Paul Carr is Professor of Popular Music Analysis at the ATRiuM, University of South Wales, in Cardiff. His research interests focus on the areas of musicology, widening access, the music industry and pedagogical frameworks for music related education – publishing extensively in all of these areas. He is also an experienced performing musician, having toured and recorded with artists as diverse as The James Taylor Quartet and ex Miles Davis saxophonist Bob Berg.
Jodie Allinson is a lecturer in Drama in the Faculty of Creative Industries, University of South Wales, where she teaches both practical and theoretical classes in twentieth and twenty-first century performance at undergraduate and masters level.
Inga Burrows is a Senior Lecturer in Arts and Media at Cardiff School of Creative and Cultural Industries. She is a practicing artist and filmmaker, she specializes in teaching fiction film and experimental film. Her research interests include: artist cinema, participatory art, experimental documentary, performance for screen.
Rob Campbell is Academic Subject Manager for Broadcasting & Journalism at University of South Wales. He maintains his practice as a columnist for a daily newspaper, and as a feature writer. He was highly commended in the British regional press awards, in the columnist of the year category, in 2017.

◆ Excerpted data

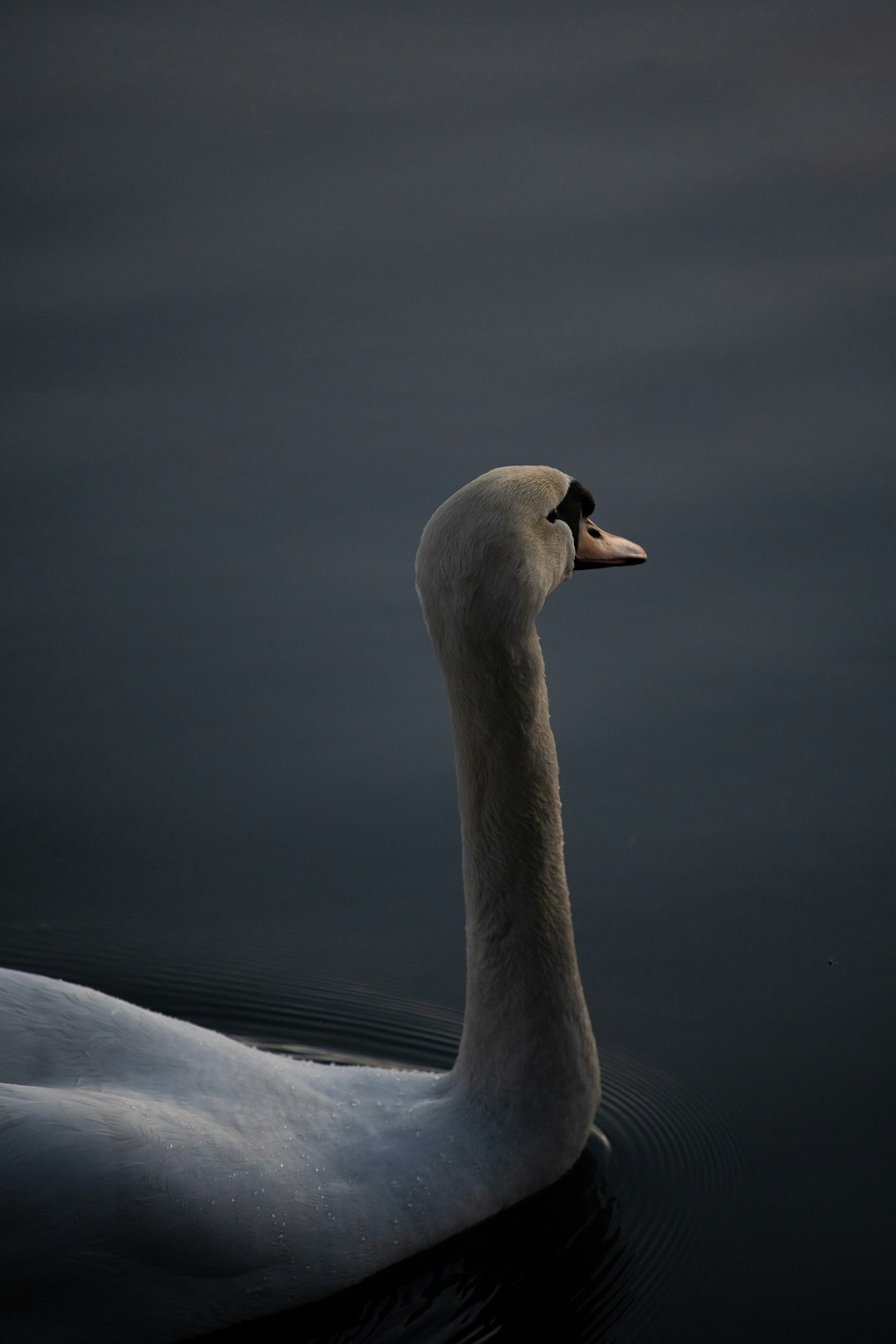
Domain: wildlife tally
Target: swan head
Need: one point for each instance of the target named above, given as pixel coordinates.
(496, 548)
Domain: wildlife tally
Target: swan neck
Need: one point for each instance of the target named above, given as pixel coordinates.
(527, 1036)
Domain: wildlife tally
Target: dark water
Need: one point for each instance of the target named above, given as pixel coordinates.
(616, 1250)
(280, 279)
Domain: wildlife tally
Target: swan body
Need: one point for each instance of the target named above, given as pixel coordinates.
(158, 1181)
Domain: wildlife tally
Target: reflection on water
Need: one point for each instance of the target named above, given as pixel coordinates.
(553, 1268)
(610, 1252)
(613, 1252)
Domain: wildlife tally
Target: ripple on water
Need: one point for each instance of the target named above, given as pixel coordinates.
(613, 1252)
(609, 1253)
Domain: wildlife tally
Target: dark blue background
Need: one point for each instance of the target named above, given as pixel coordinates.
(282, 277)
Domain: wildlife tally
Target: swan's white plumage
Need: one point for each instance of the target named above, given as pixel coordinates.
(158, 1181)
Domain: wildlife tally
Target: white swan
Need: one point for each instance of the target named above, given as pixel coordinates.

◆ Stated problem 1
Answer from the faculty biographies:
(a) With which two artists has Paul Carr toured and recorded?
(b) At what levels does Jodie Allinson teach?
(c) In what year was Rob Campbell highly commended in the British regional press awards?
◆ Stated problem 2
List every research interest that the faculty biographies give for Inga Burrows.
Draw on the faculty biographies alone, not on the records.

◆ Written reply 1
(a) The James Taylor Quartet and ex Miles Davis saxophonist Bob Berg
(b) Undergraduate and masters level
(c) 2017

◆ Written reply 2
- artist cinema
- participatory art
- experimental documentary
- performance for screen